The astonishing story is captured in a forthcoming documentary entitled Landfill Harmonic. I found the trailer on their website, as well as uploaded by Landfill Harmonic on YouTube (length 3:27 mins). Apparently, it has gone viral!
This story beautifully illustrates resistance to a cognitive bias known as ‘functional fixedness’. Identified by Karl Duncker in 1945, functional fixedness refers to our tendency to see objects only in terms of their typical use. Most of us would not think of using coat buttons, bottle-caps, and door-keys, to make the keys of a flute.
Infants are not yet susceptible to functional fixedness. They naturally use their senses and motor actions to explore all the possibilities of an object. Gradually children learn ‘what objects are for’, and with this gain comes a loss in flexible thinking. By about six years of age, children succumb to ‘functional fixedness’.
How would you do on this test? German and Defeyter (2000) gave five, six, and seven-year-old children this puzzle: A puppet has to reach a high shelf but is not tall enough. Nearby, there is a box containing these objects: a coin, pencil, eraser, bricks, and a toy car. What should the puppet do? (And by the way, the bricks themselves are not tall enough to boost the puppet.)
Answer: Turn over the cardboard box and use it as a platform for the brick tower. When the problem was presented in this manner, the five-year-olds were more likely to solve the problem correctly than the six- and seven-year-olds (who were more likely to be primed to think of the box only as a ‘container’, as the other objects had been packed inside the box).
If you didn’t think about using the box as a stepstool, or didn’t even really notice the box in the description as you assumed it was just housing the objects of interest — you also fell prey to ‘functional fixedness’. (Don’t worry- this would be typical of adults and it doesn’t mean you’re not creative.)

━━━━━━━━━━━━━━━━

=== Instructions for the task ===
Rewrite the functional fixedness passage between "How would you" and "inside the box).", inclusive, replacing "puppet" with "doll" each time it occurs.

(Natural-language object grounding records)
━━━━━━━━━━━━━━━━

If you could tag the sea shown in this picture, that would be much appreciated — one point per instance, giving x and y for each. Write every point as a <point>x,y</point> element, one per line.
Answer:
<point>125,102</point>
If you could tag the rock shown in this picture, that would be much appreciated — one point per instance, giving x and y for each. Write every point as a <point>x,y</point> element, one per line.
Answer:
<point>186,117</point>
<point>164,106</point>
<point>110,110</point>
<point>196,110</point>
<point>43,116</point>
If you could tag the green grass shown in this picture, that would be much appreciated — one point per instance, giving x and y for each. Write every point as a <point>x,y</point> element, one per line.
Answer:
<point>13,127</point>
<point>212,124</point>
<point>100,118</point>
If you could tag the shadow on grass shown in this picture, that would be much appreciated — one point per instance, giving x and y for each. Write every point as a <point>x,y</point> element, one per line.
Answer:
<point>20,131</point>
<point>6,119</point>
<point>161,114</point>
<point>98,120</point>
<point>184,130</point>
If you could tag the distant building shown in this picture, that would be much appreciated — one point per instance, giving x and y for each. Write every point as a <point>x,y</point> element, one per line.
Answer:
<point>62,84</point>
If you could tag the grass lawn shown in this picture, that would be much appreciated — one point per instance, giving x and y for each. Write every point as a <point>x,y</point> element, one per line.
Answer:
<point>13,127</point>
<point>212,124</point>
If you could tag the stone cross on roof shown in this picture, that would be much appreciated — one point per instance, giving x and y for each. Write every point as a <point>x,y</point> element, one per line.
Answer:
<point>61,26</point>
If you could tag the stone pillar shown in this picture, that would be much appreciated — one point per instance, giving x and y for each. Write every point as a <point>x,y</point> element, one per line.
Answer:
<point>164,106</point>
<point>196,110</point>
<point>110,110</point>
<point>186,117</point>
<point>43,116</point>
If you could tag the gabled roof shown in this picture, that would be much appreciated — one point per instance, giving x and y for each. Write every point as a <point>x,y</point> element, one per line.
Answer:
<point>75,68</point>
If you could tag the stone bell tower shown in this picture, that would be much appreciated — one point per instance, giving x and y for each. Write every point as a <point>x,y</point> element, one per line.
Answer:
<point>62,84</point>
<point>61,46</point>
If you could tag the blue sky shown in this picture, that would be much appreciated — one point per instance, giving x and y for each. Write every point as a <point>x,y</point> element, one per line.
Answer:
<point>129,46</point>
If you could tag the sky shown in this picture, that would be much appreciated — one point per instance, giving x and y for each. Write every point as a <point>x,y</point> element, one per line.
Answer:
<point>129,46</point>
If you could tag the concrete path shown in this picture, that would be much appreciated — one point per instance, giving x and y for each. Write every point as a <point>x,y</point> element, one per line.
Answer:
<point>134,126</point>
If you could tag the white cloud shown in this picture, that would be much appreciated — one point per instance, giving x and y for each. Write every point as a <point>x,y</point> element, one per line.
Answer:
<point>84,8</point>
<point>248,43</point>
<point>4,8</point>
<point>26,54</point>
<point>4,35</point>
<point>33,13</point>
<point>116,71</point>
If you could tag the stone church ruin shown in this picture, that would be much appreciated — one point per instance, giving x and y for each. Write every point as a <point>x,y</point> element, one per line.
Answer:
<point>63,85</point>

━━━━━━━━━━━━━━━━

=== Result for this exercise ===
How would you do on this test? German and Defeyter (2000) gave five, six, and seven-year-old children this puzzle: A doll has to reach a high shelf but is not tall enough. Nearby, there is a box containing these objects: a coin, pencil, eraser, bricks, and a toy car. What should the doll do? (And by the way, the bricks themselves are not tall enough to boost the doll.)
Answer: Turn over the cardboard box and use it as a platform for the brick tower. When the problem was presented in this manner, the five-year-olds were more likely to solve the problem correctly than the six- and seven-year-olds (who were more likely to be primed to think of the box only as a ‘container’, as the other objects had been packed inside the box).